Pipeline with Error Handling

@dramatiq.actor
def safe_fetch(url):
    """Fetch with error handling"""
    try:
        # Simulate fetch operation
        if "error" in url:
            raise ValueError("Simulated fetch error")
        return {"url": url, "data": f"content from {url}", "success": True}
    except Exception as e:
        return {"url": url, "error": str(e), "success": False}

@dramatiq.actor  
def process_or_skip(fetch_result):
    """Process successful fetches, skip errors"""
    if fetch_result["success"]:
        return {
            "processed": fetch_result["data"].upper(),
            "original_url": fetch_result["url"]
        }
    else:
        print(f"Skipping failed fetch: {fetch_result['error']}")
        return {"skipped": True, "error": fetch_result["error"]}

@dramatiq.actor
def finalize_result(process_result):
    """Finalize the processing result"""

--------------------------------------------------

Exercise instructions: Continue the Dramatiq error-handling pipeline code, beginning with the body of the finalize_result function. The material that comes next is from a separate source and has no connection to the code excerpt.

Information provided:
--------------------------------------------------

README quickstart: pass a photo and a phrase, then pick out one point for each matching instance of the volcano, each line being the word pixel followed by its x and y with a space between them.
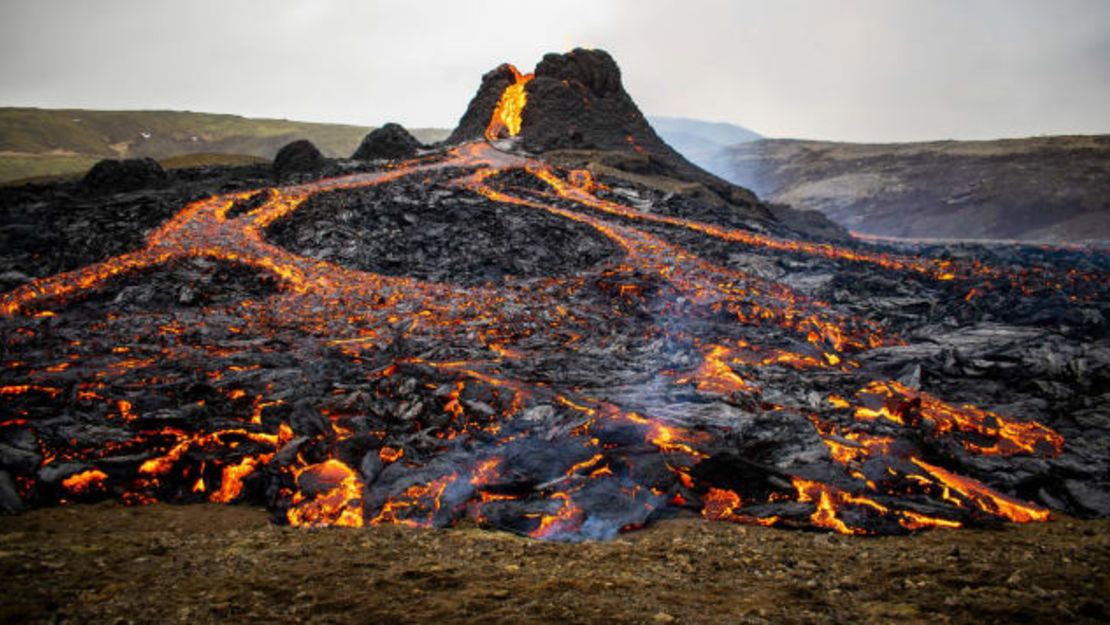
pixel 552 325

--------------------------------------------------

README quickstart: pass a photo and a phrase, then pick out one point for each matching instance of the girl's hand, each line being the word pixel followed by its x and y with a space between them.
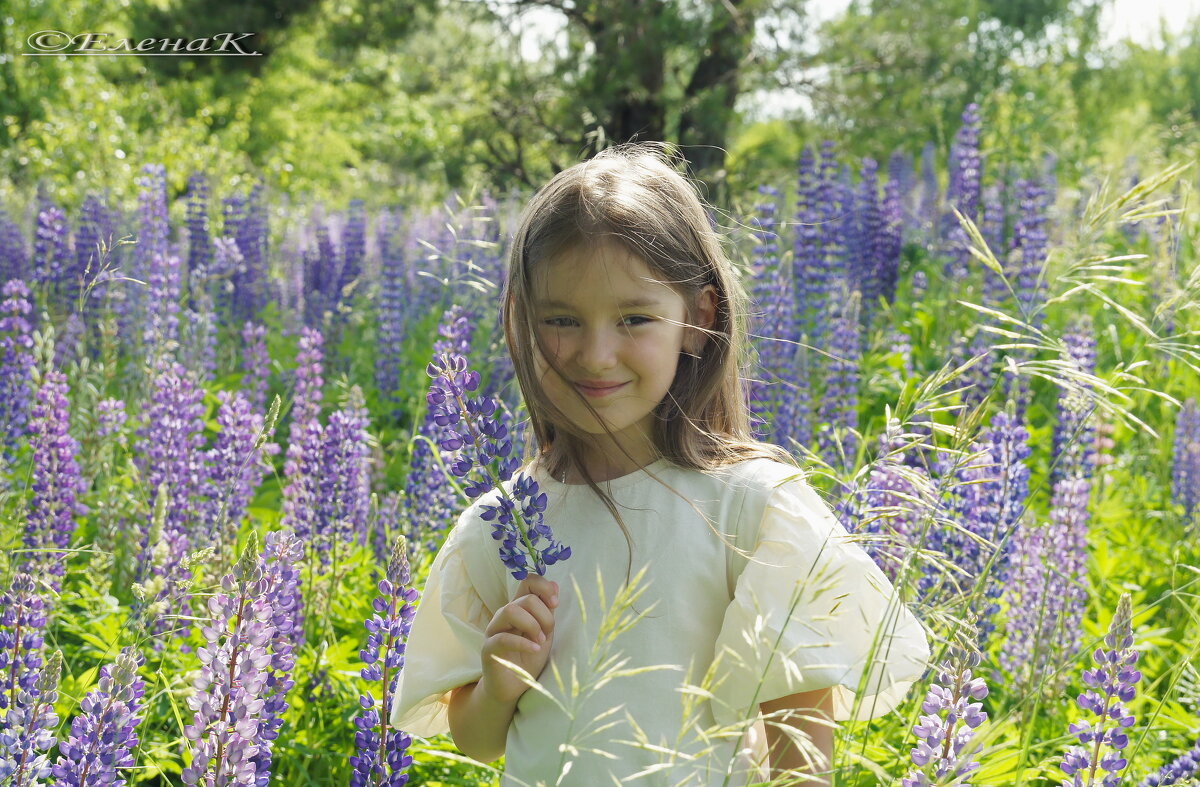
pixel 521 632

--------------------------------------------------

Output of the task:
    if process_result.get("skipped"):
        return {"status": "failed", "reason": process_result["error"]}
    else:
        return {
            "status": "success", 
            "result": process_result["processed"],
            "url": process_result["original_url"]
        }

# Error-resilient pipeline
error_pipeline = (
    safe_fetch.message("https://error.example.com/data") |
    process_or_skip.message() |
    finalize_result.message()
)

error_pipeline.run()
result = error_pipeline.get_result(block=True)
print(f"Pipeline handled error gracefully: {result}")

Dynamic Group Creation

@dramatiq.actor
def create_tasks_for_batch(batch_data):
    """Dynamically create tasks based on batch data"""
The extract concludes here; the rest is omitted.